Tugas yang Dikerjakan:
[1] Dalam teks tentang Candi Sambisari, suara apa yang sesekali memecah kesunyian di sekitar candi?
[2] Teruskan teks tentang Candi Sambisari, dimulai setelah kalimat terakhirnya.

Teks yang Diberikan:
• • •
Jumat, 22 April 2016

Dari Candi Sambisari Ke Candi Sari

Siapa yang menyangka, di tengah keramaian kota Jogja tersembunyi sebuah candi dengan taman yang sangat indah? Candi Sambisari namanya.
Dari arah Magelang, kita bisa lewat Ring Road Utara sampai pojok lalu belok kiri ke Jalan Raya Tajem. Agak mblusuk sih jalannya. Bila kau datang dari selatan (kata lagunya Shaggy Dog) atau dari arah Solo, ini lebih mudah. Setelah Akademi Angkatan Udara, kita bisa temukan Jalan Candi Sambisari di sebelah kanan lalu lurus aja asal jangan sampai nabrak….hehehe…
Candi ini letaknya agak di bawah, jadi buat yang lewat dari kejauhan mungkin heran “Lho, mana candinya?” Yes, kita harus menuruni anak tangga untuk sampai ke depannya. Bagaikan bangunan di lembah dikelilingi padang rumput hijau. Sesekali deru pesawat terbang dari Bandara Adisucipto akan memecah kesunyian. Keadaan yang sungguh mempesona.
• • •
Catatan Data:
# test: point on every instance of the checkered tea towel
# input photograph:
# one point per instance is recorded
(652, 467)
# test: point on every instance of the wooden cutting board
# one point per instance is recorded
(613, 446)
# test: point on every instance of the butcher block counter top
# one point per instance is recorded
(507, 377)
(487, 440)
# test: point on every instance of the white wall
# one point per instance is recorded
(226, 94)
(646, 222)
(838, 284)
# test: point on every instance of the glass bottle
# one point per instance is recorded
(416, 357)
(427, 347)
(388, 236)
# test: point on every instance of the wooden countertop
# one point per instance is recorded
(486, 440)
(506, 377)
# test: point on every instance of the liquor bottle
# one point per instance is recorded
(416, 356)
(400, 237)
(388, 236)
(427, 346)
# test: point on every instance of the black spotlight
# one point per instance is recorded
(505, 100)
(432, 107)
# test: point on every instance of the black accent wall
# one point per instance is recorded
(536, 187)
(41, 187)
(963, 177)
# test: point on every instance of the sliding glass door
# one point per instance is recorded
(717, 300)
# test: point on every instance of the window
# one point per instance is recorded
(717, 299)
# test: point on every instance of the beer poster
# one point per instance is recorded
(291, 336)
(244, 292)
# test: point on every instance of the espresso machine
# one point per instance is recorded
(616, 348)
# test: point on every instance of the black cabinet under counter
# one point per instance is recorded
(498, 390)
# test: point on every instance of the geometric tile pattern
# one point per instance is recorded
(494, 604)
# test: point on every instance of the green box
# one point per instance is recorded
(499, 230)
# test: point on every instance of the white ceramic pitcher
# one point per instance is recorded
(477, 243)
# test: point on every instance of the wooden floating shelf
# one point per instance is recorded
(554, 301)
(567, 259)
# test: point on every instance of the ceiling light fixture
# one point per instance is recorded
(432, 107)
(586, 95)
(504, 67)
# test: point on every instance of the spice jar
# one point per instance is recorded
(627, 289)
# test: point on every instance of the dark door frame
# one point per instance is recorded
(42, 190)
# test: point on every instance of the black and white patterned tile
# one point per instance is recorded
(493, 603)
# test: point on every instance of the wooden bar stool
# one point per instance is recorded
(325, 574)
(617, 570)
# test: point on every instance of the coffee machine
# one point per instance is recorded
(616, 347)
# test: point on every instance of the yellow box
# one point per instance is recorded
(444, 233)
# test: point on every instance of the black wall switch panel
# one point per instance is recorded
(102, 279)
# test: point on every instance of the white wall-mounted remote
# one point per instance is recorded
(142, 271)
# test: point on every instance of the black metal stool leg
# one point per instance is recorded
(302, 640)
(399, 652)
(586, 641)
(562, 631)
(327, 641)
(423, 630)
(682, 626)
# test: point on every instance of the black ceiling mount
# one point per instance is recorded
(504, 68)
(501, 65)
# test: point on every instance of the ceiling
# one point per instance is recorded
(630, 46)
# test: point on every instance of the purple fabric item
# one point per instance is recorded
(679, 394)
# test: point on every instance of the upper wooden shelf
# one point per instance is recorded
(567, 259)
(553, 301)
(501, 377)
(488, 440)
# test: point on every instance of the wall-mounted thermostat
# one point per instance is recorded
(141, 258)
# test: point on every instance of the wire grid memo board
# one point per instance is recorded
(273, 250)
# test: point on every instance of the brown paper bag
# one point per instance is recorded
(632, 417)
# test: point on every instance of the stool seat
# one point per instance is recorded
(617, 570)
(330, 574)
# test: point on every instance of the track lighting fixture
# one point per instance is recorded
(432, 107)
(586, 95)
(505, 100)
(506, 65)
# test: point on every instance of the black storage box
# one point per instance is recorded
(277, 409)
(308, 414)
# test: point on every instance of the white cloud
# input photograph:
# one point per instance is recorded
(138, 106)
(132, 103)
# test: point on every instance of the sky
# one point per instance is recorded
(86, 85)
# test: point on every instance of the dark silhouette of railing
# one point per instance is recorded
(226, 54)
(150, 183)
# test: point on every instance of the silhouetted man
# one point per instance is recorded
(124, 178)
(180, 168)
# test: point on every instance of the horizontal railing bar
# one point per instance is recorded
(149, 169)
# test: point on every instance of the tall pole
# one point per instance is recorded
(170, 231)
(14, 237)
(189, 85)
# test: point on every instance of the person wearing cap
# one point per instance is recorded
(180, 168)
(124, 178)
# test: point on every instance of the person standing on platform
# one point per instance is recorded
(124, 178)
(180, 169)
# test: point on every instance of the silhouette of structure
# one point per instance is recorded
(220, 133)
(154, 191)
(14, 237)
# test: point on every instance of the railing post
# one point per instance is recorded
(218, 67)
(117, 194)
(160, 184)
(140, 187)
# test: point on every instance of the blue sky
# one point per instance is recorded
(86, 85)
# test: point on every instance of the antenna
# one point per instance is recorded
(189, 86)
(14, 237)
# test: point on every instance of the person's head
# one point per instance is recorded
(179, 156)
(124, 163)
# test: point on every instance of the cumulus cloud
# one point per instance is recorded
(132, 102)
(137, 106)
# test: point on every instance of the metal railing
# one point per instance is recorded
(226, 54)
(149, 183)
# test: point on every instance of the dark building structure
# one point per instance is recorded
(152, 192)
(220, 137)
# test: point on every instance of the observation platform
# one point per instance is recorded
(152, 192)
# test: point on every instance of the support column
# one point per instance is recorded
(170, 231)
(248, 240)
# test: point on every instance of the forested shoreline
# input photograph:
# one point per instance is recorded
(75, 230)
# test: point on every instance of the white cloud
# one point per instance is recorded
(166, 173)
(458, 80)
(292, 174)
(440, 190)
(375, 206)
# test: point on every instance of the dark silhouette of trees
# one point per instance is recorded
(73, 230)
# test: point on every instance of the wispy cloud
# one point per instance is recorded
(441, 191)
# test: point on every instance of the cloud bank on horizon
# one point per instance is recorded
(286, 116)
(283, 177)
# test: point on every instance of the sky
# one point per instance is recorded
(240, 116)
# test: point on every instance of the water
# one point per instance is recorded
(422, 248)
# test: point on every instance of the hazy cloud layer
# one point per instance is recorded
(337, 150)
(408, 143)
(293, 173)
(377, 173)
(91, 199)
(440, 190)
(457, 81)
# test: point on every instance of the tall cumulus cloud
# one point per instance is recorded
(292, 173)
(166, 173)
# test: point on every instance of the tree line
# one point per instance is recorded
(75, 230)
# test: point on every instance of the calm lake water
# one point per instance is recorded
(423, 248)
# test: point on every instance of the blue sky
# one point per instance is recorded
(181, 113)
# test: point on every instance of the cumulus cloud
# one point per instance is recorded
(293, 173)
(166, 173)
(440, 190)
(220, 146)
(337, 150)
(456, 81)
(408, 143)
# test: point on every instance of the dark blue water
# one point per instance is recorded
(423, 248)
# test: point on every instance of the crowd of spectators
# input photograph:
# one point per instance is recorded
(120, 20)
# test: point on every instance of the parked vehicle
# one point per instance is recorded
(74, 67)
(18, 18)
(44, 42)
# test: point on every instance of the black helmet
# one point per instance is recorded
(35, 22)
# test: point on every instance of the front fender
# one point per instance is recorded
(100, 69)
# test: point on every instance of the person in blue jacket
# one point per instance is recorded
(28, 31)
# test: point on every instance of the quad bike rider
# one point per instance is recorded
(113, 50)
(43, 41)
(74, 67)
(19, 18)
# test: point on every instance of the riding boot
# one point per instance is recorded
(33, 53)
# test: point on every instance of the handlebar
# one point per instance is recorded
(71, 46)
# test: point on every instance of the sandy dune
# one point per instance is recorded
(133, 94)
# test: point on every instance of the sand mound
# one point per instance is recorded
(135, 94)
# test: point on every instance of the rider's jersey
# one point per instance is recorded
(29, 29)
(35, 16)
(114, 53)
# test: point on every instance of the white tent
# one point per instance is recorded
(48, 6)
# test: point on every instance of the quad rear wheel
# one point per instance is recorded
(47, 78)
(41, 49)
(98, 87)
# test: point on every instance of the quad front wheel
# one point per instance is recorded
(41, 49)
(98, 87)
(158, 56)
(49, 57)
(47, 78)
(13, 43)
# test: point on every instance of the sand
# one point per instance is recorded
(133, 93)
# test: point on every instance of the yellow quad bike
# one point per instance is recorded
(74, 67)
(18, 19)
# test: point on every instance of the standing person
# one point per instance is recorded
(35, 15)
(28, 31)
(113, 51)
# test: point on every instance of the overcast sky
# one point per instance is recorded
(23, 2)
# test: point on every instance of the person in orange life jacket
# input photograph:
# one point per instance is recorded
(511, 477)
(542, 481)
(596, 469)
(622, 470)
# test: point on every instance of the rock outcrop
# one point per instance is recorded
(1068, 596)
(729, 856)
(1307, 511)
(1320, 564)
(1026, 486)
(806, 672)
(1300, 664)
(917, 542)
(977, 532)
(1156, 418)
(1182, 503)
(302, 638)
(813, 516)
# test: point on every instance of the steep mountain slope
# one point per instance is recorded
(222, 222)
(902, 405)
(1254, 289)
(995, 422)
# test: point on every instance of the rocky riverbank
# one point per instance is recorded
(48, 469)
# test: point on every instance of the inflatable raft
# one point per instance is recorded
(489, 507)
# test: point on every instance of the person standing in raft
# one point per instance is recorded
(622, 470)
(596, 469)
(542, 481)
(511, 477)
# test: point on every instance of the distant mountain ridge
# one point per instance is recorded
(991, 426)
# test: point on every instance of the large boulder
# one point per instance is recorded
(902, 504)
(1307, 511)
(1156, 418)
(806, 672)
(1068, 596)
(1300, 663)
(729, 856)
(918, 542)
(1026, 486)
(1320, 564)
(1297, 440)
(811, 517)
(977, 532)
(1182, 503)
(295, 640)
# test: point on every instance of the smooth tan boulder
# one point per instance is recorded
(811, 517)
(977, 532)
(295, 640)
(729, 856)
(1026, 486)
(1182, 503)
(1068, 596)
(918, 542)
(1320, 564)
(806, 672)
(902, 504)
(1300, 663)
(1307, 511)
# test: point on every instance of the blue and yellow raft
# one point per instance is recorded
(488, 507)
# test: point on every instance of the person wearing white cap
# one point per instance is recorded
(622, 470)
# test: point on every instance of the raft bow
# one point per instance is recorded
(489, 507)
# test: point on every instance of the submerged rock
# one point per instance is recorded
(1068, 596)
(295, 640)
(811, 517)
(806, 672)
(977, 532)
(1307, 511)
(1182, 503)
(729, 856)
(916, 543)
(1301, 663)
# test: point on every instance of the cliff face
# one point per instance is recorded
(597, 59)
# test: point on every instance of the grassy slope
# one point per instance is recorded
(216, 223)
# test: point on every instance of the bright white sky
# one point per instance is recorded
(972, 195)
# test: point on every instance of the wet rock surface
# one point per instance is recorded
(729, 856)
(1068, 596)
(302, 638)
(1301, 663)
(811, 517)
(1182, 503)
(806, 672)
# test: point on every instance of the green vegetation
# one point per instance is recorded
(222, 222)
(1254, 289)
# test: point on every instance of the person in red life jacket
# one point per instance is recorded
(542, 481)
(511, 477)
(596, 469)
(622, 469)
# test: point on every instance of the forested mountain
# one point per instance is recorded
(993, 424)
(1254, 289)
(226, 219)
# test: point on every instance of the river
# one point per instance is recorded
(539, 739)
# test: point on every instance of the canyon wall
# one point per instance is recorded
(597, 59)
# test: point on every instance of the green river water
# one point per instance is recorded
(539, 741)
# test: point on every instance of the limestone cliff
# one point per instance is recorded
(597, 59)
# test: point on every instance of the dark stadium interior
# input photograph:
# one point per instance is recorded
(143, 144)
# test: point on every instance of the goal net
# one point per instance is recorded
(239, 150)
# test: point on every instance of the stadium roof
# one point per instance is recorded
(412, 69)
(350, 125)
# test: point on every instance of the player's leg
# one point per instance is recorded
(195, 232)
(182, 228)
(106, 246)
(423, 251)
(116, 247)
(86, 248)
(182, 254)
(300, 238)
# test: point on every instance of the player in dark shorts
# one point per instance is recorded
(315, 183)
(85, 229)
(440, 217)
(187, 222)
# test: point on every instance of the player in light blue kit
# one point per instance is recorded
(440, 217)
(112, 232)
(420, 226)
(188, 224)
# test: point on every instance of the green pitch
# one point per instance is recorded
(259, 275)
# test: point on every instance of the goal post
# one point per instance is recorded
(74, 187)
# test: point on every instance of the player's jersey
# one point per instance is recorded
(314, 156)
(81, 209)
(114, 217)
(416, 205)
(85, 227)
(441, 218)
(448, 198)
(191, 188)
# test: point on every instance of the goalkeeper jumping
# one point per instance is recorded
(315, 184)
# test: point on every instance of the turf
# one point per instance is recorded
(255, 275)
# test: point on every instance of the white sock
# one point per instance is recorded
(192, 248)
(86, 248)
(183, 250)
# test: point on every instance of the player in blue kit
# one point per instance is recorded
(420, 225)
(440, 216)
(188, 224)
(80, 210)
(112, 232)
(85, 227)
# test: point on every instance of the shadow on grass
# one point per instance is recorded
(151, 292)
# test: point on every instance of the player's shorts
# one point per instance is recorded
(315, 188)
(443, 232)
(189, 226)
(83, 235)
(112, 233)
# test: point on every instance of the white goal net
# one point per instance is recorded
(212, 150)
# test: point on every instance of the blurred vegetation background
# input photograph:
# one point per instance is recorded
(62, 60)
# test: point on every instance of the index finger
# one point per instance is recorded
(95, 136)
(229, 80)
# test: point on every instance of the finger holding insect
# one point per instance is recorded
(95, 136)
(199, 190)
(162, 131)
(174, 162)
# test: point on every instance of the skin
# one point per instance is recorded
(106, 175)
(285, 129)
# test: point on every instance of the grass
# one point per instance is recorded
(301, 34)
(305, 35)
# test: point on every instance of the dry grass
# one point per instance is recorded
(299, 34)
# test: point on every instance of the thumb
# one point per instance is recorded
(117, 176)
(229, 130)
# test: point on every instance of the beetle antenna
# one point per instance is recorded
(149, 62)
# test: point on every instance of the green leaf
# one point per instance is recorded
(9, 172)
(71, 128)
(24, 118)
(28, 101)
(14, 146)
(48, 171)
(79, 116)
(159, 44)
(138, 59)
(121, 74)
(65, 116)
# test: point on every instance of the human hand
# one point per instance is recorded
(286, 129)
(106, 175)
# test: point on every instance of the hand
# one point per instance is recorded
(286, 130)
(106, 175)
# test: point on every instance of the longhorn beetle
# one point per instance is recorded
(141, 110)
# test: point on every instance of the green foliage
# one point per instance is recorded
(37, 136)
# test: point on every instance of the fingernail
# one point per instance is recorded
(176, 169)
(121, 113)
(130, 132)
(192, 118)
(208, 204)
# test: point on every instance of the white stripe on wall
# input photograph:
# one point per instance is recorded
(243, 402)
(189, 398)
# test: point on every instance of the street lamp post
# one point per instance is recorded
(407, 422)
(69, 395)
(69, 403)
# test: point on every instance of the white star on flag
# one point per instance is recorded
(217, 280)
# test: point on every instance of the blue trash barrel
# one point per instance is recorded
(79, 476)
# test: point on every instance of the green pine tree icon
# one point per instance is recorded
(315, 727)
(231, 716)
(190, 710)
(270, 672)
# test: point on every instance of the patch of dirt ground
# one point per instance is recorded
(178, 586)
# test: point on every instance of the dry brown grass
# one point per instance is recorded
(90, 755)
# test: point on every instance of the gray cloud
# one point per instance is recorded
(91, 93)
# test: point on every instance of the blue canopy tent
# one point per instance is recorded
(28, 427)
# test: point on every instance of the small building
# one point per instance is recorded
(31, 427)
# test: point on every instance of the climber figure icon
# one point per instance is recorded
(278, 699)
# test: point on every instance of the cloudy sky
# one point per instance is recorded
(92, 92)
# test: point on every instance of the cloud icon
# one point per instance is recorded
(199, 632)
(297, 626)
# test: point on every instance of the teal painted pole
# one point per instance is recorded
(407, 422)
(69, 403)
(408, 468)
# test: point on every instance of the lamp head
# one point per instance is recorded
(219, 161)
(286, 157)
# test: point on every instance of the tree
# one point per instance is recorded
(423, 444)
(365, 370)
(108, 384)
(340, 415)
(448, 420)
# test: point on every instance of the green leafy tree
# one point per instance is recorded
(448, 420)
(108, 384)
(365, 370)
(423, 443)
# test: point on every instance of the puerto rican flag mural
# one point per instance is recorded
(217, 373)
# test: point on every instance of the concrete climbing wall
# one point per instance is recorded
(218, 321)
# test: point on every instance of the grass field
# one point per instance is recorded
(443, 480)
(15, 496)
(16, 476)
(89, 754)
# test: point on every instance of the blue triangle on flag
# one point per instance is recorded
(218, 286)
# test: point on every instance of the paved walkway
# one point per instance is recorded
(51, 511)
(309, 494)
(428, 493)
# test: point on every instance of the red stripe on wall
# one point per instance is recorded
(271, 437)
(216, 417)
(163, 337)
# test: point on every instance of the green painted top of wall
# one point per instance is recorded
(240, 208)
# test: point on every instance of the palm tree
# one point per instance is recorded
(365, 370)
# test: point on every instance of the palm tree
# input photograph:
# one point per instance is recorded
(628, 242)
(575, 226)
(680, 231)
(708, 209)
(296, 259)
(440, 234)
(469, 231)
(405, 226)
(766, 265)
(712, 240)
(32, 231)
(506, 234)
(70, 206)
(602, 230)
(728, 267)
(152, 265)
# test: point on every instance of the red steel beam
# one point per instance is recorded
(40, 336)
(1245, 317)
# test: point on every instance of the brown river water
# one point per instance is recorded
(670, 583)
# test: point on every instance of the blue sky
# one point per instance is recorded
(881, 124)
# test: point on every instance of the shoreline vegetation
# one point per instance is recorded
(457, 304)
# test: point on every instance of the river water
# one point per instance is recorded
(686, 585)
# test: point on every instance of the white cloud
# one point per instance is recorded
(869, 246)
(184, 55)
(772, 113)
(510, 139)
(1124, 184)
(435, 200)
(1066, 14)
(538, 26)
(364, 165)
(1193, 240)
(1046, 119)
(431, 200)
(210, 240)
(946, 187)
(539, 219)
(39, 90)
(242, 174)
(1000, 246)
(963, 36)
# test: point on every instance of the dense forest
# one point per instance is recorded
• • •
Soal Terjawab:
[1] Deru pesawat terbang dari Bandara Adisucipto.

[2]
Candi Sambisari, letaknya di bawah
Bersama David, aku menikmatinya. Suasana siang itu lumayan ramai oleh serombongan pengunjung, cewek-cewek bersama seorang fotografer, yang kata David “kayak pemilihan Miss Universe”… lumayan buat cuci mata…hehehe…. Tapi nggak menyurutkan niat kami buat narsis-narsisan. Dan kok ya ndilalah, spot mana pun kami berfoto, semua sama bagusnya.

Bergaya di bawah pohon yang unik
Ada saluran air di sebelah kanan candi. Fungsinya sebagai saluran pembuangan air hujan agar candi tidak tergenang. Unik sekali, mirip kolam putri raja. Tangga buat ke bawah juga ada. Biarpun begitu, kami nggak mungkin turun, karena di sini ada rombongan makhluk penghisap darah, yaitu lintah. Siap-siap kena anemia kalau berani turun…eh….


Saluran pembuangan air hujan
Kami turun ke pelataran candi, dan wow… bukan cuma satu candi tapi empat. Satu candi utama dikelilingi tiga candi perwara yang sayang sekali bentuknya tidak utuh. Tambah lagi batu lingga dan yoni yang ikut melengkapi suasana. Nggak kalah sama situs Stonehenge di Inggris!

Tangga yang indah
Gerbang masuk pelataran

Situs bersejarah!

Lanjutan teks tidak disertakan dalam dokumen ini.